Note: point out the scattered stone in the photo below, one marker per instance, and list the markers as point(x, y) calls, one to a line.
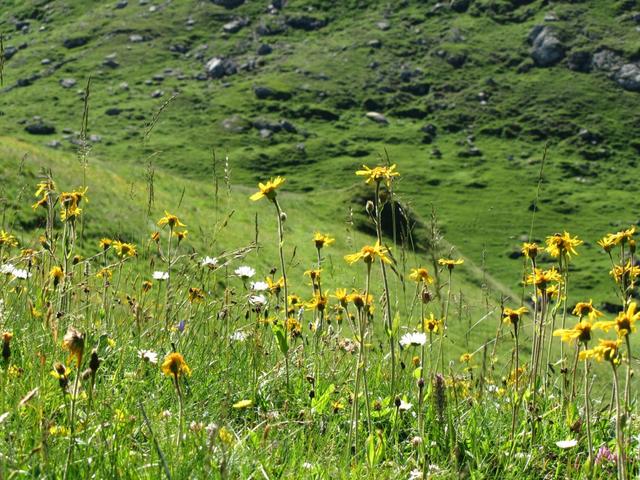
point(628, 77)
point(235, 25)
point(264, 93)
point(547, 50)
point(75, 42)
point(377, 117)
point(264, 49)
point(219, 67)
point(606, 60)
point(68, 82)
point(580, 61)
point(37, 126)
point(306, 22)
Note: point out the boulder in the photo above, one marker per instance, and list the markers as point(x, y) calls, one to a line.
point(377, 117)
point(628, 77)
point(75, 42)
point(547, 50)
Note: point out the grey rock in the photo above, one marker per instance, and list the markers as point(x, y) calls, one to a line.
point(628, 77)
point(75, 42)
point(264, 49)
point(235, 25)
point(37, 126)
point(377, 117)
point(606, 60)
point(547, 50)
point(68, 82)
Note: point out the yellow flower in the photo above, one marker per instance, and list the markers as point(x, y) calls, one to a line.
point(624, 322)
point(322, 240)
point(562, 244)
point(369, 254)
point(74, 342)
point(542, 278)
point(512, 317)
point(56, 275)
point(268, 189)
point(105, 243)
point(174, 365)
point(7, 240)
point(124, 249)
point(608, 351)
point(318, 302)
point(530, 250)
point(450, 263)
point(180, 234)
point(581, 332)
point(420, 275)
point(586, 308)
point(378, 174)
point(170, 220)
point(431, 324)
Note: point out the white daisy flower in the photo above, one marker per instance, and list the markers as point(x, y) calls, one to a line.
point(148, 356)
point(245, 272)
point(413, 339)
point(161, 275)
point(259, 286)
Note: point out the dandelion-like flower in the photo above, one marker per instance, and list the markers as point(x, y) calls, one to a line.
point(378, 174)
point(174, 365)
point(368, 254)
point(171, 220)
point(268, 190)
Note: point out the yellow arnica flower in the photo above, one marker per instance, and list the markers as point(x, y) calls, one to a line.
point(586, 308)
point(124, 249)
point(530, 250)
point(420, 275)
point(318, 302)
point(607, 351)
point(542, 278)
point(74, 342)
point(7, 240)
point(369, 254)
point(431, 324)
point(268, 189)
point(174, 365)
point(560, 244)
point(625, 322)
point(170, 220)
point(581, 332)
point(512, 316)
point(450, 263)
point(322, 240)
point(378, 174)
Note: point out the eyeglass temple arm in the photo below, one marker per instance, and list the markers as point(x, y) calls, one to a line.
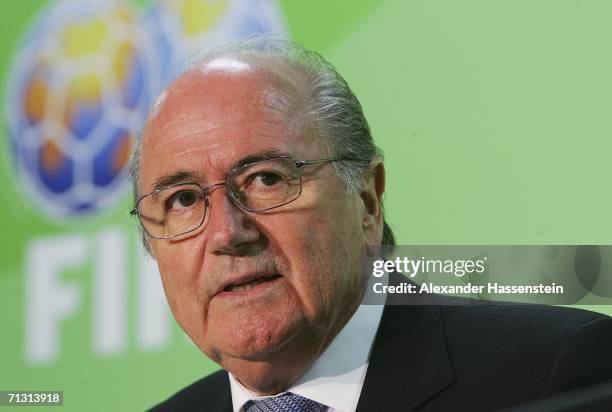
point(300, 163)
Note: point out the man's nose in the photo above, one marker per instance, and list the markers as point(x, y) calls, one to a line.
point(229, 228)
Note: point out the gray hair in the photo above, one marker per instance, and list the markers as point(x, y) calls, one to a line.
point(332, 108)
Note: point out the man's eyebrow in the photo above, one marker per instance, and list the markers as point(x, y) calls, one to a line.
point(259, 156)
point(178, 177)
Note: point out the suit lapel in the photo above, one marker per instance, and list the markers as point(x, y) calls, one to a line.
point(409, 363)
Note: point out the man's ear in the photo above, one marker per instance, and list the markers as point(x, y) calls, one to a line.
point(372, 190)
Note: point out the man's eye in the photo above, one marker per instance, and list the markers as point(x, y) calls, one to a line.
point(267, 178)
point(182, 199)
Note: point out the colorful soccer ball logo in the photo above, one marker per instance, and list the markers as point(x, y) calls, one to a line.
point(79, 89)
point(83, 80)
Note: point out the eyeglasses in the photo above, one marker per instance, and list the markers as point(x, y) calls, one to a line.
point(181, 208)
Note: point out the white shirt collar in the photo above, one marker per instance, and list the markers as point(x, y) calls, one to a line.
point(335, 379)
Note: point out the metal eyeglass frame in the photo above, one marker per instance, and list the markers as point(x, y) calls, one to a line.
point(207, 189)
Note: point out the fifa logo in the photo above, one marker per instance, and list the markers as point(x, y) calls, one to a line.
point(82, 81)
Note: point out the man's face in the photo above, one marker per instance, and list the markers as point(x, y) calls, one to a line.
point(247, 286)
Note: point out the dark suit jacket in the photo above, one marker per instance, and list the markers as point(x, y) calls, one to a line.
point(475, 357)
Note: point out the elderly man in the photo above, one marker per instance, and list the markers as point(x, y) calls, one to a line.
point(258, 185)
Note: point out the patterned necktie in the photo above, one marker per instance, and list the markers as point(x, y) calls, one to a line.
point(287, 402)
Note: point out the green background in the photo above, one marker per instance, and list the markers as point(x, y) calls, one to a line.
point(494, 117)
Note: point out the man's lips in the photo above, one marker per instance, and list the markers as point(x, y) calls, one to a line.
point(246, 282)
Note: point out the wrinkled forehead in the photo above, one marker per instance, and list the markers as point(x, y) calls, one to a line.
point(234, 86)
point(223, 110)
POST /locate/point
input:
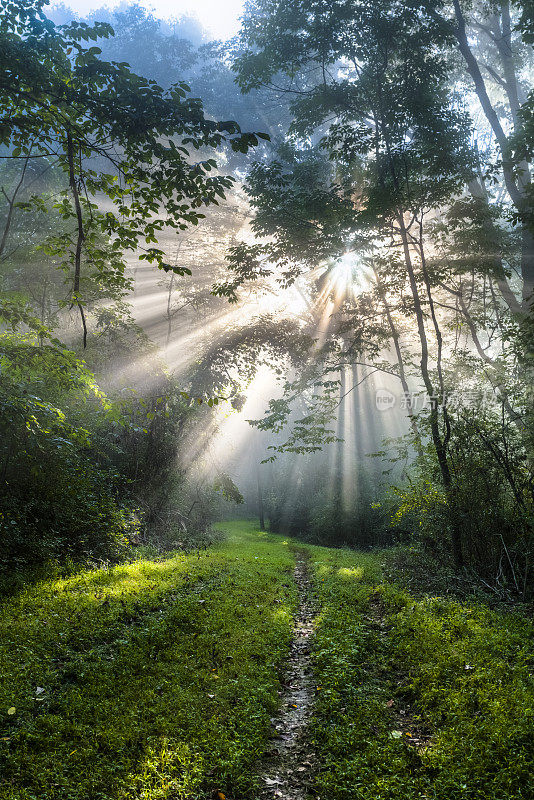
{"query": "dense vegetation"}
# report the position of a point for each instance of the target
(158, 679)
(288, 276)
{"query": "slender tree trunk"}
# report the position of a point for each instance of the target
(11, 205)
(400, 363)
(260, 499)
(515, 188)
(80, 233)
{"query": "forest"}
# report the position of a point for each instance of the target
(267, 400)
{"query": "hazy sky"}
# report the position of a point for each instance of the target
(219, 18)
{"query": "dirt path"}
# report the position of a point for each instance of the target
(287, 767)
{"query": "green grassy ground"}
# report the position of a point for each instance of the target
(425, 699)
(156, 681)
(152, 680)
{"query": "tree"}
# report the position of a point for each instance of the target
(115, 136)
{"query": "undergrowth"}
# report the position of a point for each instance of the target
(151, 680)
(428, 698)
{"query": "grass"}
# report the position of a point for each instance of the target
(152, 680)
(427, 698)
(156, 680)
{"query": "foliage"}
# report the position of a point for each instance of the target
(156, 678)
(429, 697)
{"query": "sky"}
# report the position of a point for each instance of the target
(220, 18)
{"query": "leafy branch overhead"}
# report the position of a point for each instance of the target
(144, 153)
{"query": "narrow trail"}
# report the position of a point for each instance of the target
(288, 765)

_EXERCISE INSTRUCTIONS:_
Copy out all the data exactly. No images belong in the copy.

_REPLY:_
Note: point out the scattered stone in the photo below, one marker per instance, and list the markers as point(x, y) calls, one to a line.
point(628, 77)
point(235, 25)
point(264, 93)
point(547, 50)
point(75, 42)
point(377, 117)
point(264, 49)
point(219, 67)
point(606, 60)
point(68, 82)
point(580, 61)
point(37, 126)
point(306, 22)
Note: point out the boulder in the photo above, one marker per instance, and list the markers as point(x, y) calls, one to a line.
point(377, 117)
point(628, 77)
point(75, 42)
point(547, 50)
Note: point out the grey rock in the photo above, one marker per instance, and list the markers as point(x, y) calls, one to a line.
point(628, 77)
point(75, 42)
point(264, 49)
point(235, 25)
point(37, 126)
point(377, 117)
point(606, 60)
point(547, 50)
point(68, 82)
Note: point out the yellow flower in the photo above, one marker per instance, and list the markers as point(x, y) calls, one to a line.
point(624, 322)
point(322, 240)
point(562, 244)
point(369, 254)
point(74, 342)
point(542, 278)
point(512, 317)
point(56, 275)
point(268, 189)
point(105, 243)
point(174, 365)
point(7, 240)
point(124, 249)
point(608, 351)
point(318, 302)
point(530, 250)
point(450, 263)
point(180, 234)
point(581, 332)
point(420, 275)
point(586, 308)
point(378, 174)
point(170, 220)
point(431, 324)
Note: point out the white daisy flower in the photo above, one marker per instance, and list the markers as point(x, y) calls, one to a line.
point(148, 356)
point(245, 272)
point(413, 339)
point(161, 275)
point(259, 286)
Note: point out the dandelion-like flower in the photo above, one marker per instance, and list the markers as point(x, y) calls, one to a line.
point(378, 174)
point(174, 365)
point(368, 254)
point(171, 220)
point(268, 190)
Note: point out the yellow arnica flower in the photo above, one marker per instance, and list the markers as point(x, y) calls, one to a line.
point(586, 308)
point(124, 249)
point(530, 250)
point(420, 275)
point(318, 302)
point(607, 351)
point(542, 278)
point(74, 342)
point(7, 240)
point(369, 254)
point(431, 324)
point(268, 189)
point(174, 365)
point(560, 244)
point(625, 322)
point(170, 220)
point(581, 332)
point(512, 316)
point(450, 263)
point(322, 240)
point(378, 174)
Note: point out the eyeglass temple arm in the photo below, one marker per instance, and list the markers as point(x, y) calls, one to a line.
point(300, 163)
Note: point out the man's nose in the photo above, one marker per instance, and list the markers as point(x, y) calls, one to a line.
point(229, 228)
Note: point out the gray hair in the photo above, one marker per instance, and list the markers as point(x, y) calls, one to a line.
point(332, 108)
Note: point out the man's eyebrow in the photo above, one marker per instance, and list the markers as point(x, y) calls, one to a line.
point(259, 156)
point(178, 177)
Note: point out the suit lapel in the photo above, one marker per instance, and list the markers as point(x, y) calls, one to a line.
point(409, 363)
Note: point out the man's ear in the photo above, one marker per instance, and list the markers as point(x, y) calls, one to a line.
point(372, 190)
Note: point out the man's eye in the photo above, one marker per instance, and list the markers as point(x, y) calls, one to a line.
point(267, 178)
point(182, 199)
Note: point out the colorful soccer ball logo in the photo above, one marker per instance, and list the markers as point(x, y) calls, one to a line.
point(79, 89)
point(83, 80)
Note: point out the eyeglasses in the photo above, one marker per instance, and list the markers as point(x, y) calls, one to a line.
point(181, 208)
Note: point out the white shirt collar in the photo above, one marker per instance, and list the markers as point(x, y) calls, one to a line.
point(335, 379)
Note: point out the metal eyeglass frame in the photo above, one marker per instance, and list the markers as point(x, y) calls, one to a line.
point(207, 189)
Note: point out the fifa logo in the photo above, one marker per instance, and list the markers as point(x, y) calls, one to a line.
point(82, 81)
Note: point out the man's face in the photo above, one marker per instance, and list the markers as point(x, y) calls, one to a line.
point(247, 286)
Note: point out the dark suit jacket in the photo above, one marker per instance, and list the markers as point(x, y) calls, one to a line.
point(475, 357)
Note: point out the elderly man in the photo above, one marker per instance, and list the markers as point(x, y) calls, one to a line.
point(258, 185)
Note: point out the patterned necktie in the photo above, one marker per instance, and list the markers as point(x, y) calls, one to a line.
point(287, 402)
Note: point out the green background in the photo above, one marker per instance, and list the markers as point(x, y) calls, one to a line.
point(494, 117)
Note: point out the man's lips in the photo above, one marker per instance, and list the markers as point(x, y) calls, one to a line.
point(246, 282)
Note: point out the wrinkled forehead in the photo above, one marker per instance, and list the markers as point(x, y) calls, one to a line.
point(234, 86)
point(223, 110)
POST /locate/point
input:
{"query": "dense vegetation"}
# report the position of a point for each instance of the target
(158, 679)
(288, 276)
{"query": "slender tree trunk"}
# report the position of a point for each instance of the target
(11, 205)
(400, 363)
(260, 499)
(515, 188)
(80, 233)
{"query": "forest"}
# report the position of a point for each instance of the target
(267, 400)
{"query": "hazy sky"}
# report the position of a point for each instance of the target
(219, 18)
{"query": "dirt path"}
# report the position of a point for each instance of the target
(287, 767)
{"query": "green grassy ground"}
# report the position of a point for each instance of the target
(425, 699)
(156, 681)
(152, 680)
{"query": "tree"}
# report the position of a point for each instance of the target
(115, 136)
{"query": "undergrowth"}
# report the position of a point for each instance of the target
(151, 680)
(428, 698)
{"query": "grass"}
# report the position of a point for each instance of the target
(152, 680)
(427, 698)
(156, 680)
{"query": "foliage"}
# report the position of a point for each instance of the target
(156, 678)
(429, 697)
{"query": "sky"}
# report the position of a point for each instance of the target
(220, 18)
{"query": "leafy branch overhead"}
# report the position of a point for each instance of the target
(144, 153)
{"query": "narrow trail"}
# report the position of a point for each instance of the target
(288, 765)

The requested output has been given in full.